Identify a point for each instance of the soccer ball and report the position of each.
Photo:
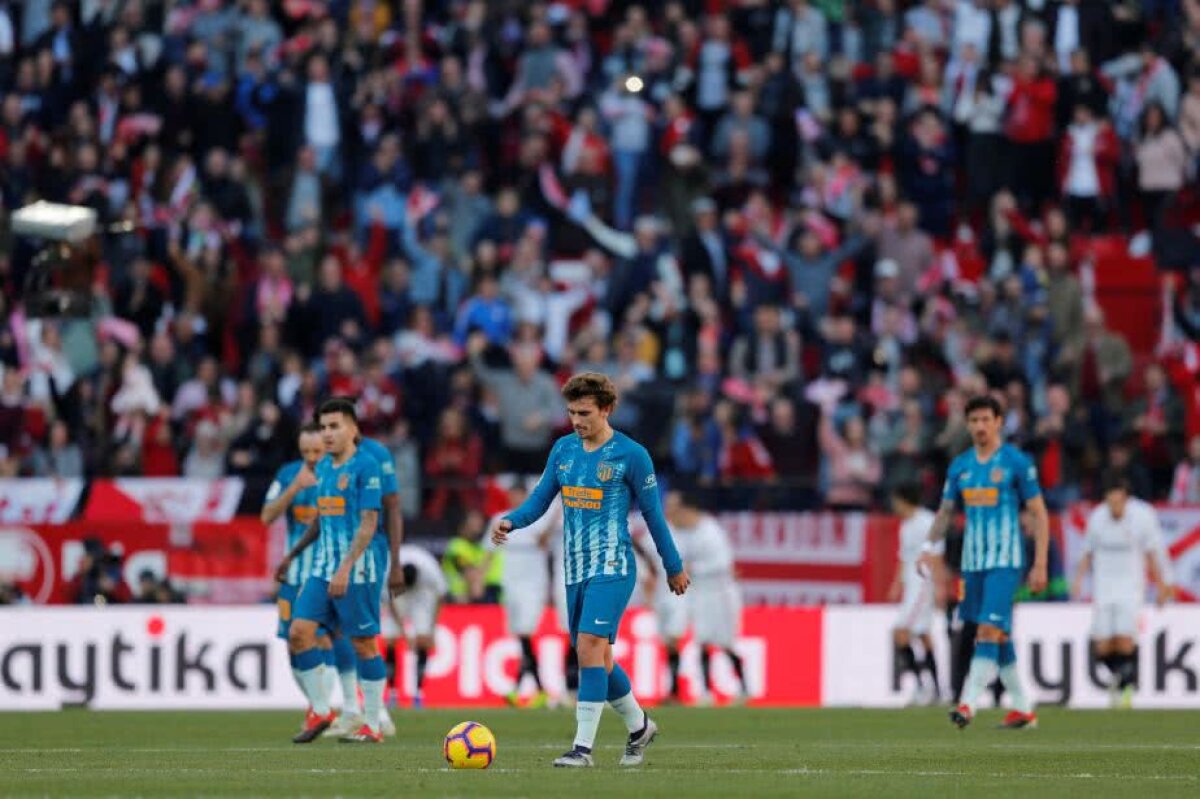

------------------------------

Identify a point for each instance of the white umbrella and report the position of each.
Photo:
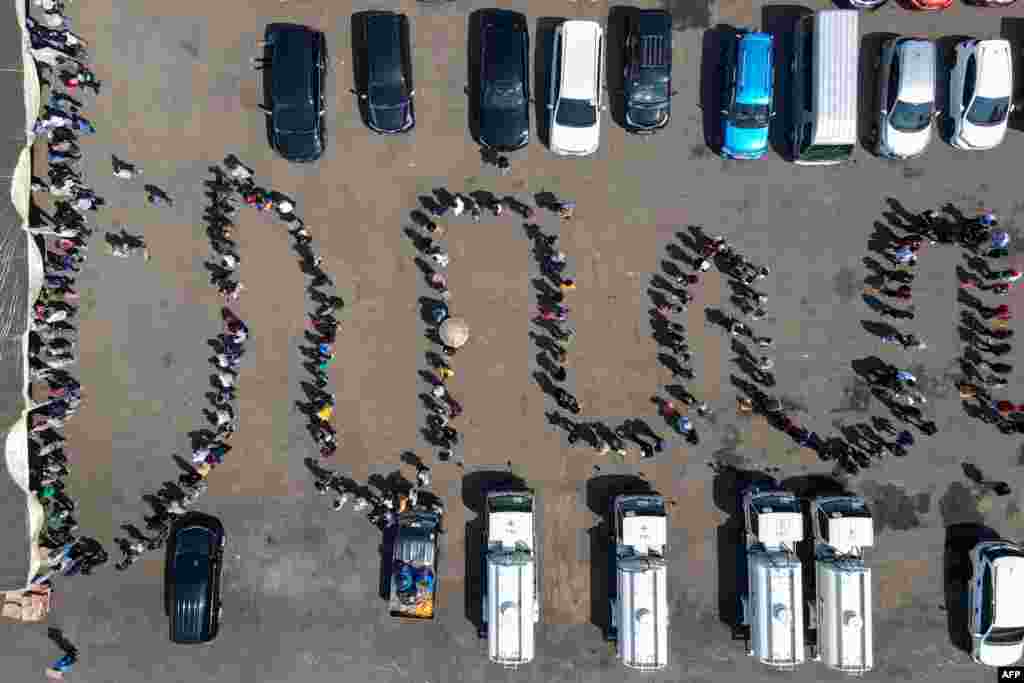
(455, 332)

------------------------------

- Work instructions: Pull out every line of the records above that contains the word "each".

- Reply:
Identify a point for each instance of the soccer ball and report the position of each.
Identify a point for each instance of the white umbrella and report the position of each.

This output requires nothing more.